**PASSAGE SHOWN**
^^^^^^^^^^^^^^^^

Skip to content

URMC-CTSI

Leveraging LLMs to Identify Engaging Positive Mental Health Messages on Social Media 

Introduction

Public health need

60 million U.S. adults experience mental illness annually

1 in 5 youth experience major depression; >50% untreated

Millions report suicidal ideation

Gap

Most research focuses on detection

Less focus on what makes content engaging

Objectives and Significance

Understand the content of social media posts related to mental health resilience then identify which mental health messages drive engagement and why.

Provide valuable guidance for designing effective health communication messages to improve resilience

Dataset

Source: Twitter/X (public posts)

Content: English-language tweets related to mental health resilience

Location: United States–based users

Timeframe: September 1, 2024 – December 1, 2025

Dataset size: ~100,000 tweets

Inclusion focus: resilience-related keywords, themes, and discourse

Methodology & Data Pipeline

Data: ~100k tweets → ~14.6k relevant (filtered)

^^^^^^^^^^^^^^^^

**RECORDED DATA**

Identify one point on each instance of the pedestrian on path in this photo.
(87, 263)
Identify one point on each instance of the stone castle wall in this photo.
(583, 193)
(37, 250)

^^^^^^^^^^^^^^^^

**TASKS TO COMPLETE**
**A)** Answer these from the passage on mental health messages:
(i) What timeframe does the dataset cover?
(ii) How many of the tweets remain as relevant after filtering?
(iii) What share of youth experience major depression?
**B)** Carry on the passage on mental health messages from its last line, in the same style.

**RESPONSES FOR EACH TASK**
**A)**
(i) September 1, 2024 – December 1, 2025
(ii) About 14.6k
(iii) 1 in 5

**B)**
Manual annotation:

500 tweets labeled for relevance + sentiment (double-coded)

Cohen’s κ used to ensure inter-rater reliability

Feature labeling:

250 relevant tweets annotated for content features

Guidelines refined iteratively; reliability re-evaluated

LLM classification:

Annotation rules converted into structured GPT prompts

Model validated on labeled data (F1 ≥ 0.70)

Scaling:

Applied LLM classification to ~14k tweets

Analysis pipeline:

BERTopic → theme discovery

Negative Binomial regression → engagement modeling

LLM Prompting

Used GPT prompting (zero-/few-shot) to classify content features

Model performance validated on labeled data

F1 ≥ 0.70 across all features

Results: Topic Modeling

BERTopic applied to ~14.6k relevant tweets to identify dominant themes across sentiment subsets

All tweets are highly concentrated

~99% in Support & Awareness

Positive tweets are more diverse

Mindfulness (37%), Recovery (33%), Support (29%)

Neutral tweets emphasize different content Support (42%), Stress (34%), Teletherapy (25%)

Results: Regression

Modeled engagement (likes) using a Negative Binomial regression

Inputs included:

  • Content features (storytelling, first-person, CTA, etc.)
  • Topic categories (BERTopic outputs) Structural features (length, emojis, links)

N = 13,807; Negative Binomial regression (likes)

Pseudo R² ≈ 0.04 → modest explanatory power (expected for social media data)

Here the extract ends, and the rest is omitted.